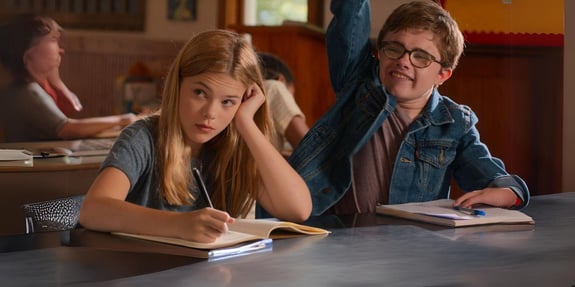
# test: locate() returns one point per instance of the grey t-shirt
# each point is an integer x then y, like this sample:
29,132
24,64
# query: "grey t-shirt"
30,114
134,154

* **Set problem**: Rewrite all of the items with every "t-shirt" changed to "hoodie" and nothing else altered, leaving the pictures out.

* **Written answer**:
# test: locate() returns one point per instance of the grey hoodie
# each point is an integer x then y, like this sample:
29,132
24,64
# query: "grey hoodie"
30,114
134,154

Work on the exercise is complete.